◆ The exercise: Reproduce without change the lines running from the one containing "of the metal" through the end of the records, both ends included.

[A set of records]
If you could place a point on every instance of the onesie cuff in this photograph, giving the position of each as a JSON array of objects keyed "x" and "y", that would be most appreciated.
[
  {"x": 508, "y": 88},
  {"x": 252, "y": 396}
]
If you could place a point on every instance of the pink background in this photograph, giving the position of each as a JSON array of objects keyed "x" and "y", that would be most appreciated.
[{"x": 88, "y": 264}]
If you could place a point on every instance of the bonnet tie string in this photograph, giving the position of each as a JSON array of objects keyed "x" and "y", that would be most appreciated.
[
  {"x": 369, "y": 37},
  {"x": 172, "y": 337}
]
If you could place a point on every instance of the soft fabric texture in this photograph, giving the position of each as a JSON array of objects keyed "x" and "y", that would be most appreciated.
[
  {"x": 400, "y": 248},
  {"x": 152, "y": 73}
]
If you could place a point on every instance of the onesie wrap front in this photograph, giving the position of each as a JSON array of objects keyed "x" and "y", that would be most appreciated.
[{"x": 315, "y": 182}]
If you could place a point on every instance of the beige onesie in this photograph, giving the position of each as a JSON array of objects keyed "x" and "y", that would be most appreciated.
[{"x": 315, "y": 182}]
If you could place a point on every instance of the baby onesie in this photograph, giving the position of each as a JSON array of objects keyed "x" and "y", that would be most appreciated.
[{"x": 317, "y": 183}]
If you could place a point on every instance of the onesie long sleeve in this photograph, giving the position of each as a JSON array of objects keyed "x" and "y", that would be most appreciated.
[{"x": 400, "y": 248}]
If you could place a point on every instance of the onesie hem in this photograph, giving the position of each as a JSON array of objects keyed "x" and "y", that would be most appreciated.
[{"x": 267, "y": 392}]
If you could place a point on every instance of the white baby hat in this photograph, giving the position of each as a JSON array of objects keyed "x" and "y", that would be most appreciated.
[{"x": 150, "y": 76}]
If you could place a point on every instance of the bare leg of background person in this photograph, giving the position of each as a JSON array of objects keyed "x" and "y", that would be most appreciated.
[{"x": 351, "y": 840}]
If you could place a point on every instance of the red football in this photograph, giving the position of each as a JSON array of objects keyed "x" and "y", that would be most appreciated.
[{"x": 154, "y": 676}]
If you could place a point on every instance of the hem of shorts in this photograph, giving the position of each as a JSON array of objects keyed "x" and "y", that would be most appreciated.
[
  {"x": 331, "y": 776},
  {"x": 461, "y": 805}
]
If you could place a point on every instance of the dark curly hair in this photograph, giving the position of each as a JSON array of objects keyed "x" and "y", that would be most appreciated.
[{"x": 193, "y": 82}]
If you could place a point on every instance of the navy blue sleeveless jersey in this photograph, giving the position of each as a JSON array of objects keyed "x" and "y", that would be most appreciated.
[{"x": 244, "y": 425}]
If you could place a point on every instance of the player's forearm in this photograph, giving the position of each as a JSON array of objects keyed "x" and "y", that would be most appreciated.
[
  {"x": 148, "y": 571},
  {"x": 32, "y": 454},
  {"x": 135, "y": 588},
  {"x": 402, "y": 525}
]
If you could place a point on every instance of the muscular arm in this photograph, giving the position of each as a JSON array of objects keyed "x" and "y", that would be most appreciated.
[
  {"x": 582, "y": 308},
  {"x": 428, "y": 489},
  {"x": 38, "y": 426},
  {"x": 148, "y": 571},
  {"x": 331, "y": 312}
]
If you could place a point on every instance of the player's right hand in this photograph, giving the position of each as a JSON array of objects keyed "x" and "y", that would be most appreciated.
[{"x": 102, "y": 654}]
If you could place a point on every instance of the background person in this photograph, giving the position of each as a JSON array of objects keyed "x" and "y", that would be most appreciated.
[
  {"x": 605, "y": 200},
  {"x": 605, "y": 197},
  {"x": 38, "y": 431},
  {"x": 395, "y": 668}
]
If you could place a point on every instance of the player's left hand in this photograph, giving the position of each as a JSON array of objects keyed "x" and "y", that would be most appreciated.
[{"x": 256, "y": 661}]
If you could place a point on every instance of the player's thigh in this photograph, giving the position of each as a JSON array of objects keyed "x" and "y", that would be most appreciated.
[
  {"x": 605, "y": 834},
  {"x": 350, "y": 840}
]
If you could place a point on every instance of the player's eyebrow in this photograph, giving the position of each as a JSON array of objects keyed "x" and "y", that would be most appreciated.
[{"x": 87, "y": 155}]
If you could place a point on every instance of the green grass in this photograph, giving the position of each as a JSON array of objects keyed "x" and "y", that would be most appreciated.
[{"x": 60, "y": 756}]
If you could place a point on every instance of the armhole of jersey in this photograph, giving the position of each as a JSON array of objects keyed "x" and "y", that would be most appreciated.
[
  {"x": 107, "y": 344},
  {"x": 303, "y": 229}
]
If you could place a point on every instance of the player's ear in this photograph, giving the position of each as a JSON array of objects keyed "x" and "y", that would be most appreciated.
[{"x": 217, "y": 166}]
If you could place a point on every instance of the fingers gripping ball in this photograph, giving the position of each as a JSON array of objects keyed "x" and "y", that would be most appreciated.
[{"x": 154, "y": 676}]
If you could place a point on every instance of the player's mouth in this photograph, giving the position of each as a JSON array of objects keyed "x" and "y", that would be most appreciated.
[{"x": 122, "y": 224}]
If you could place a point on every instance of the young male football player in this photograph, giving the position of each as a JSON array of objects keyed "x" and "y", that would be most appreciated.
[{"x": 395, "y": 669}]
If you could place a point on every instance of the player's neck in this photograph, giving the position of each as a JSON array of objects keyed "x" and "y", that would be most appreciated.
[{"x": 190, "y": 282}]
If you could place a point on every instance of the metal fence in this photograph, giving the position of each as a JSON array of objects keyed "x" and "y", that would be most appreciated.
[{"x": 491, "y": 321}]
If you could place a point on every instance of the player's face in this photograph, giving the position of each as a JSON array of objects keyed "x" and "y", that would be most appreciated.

◆ Result of the task:
If you could place a point on every instance of the metal fence in this photograph, giving the position of each as a JSON array of objects keyed "x" and "y", that would be most appreciated.
[{"x": 491, "y": 321}]
If you could place a point on every instance of the player's face in this photograph, giving the position of each as a JSON array of objects keyed "x" and "y", that would be most appreciated.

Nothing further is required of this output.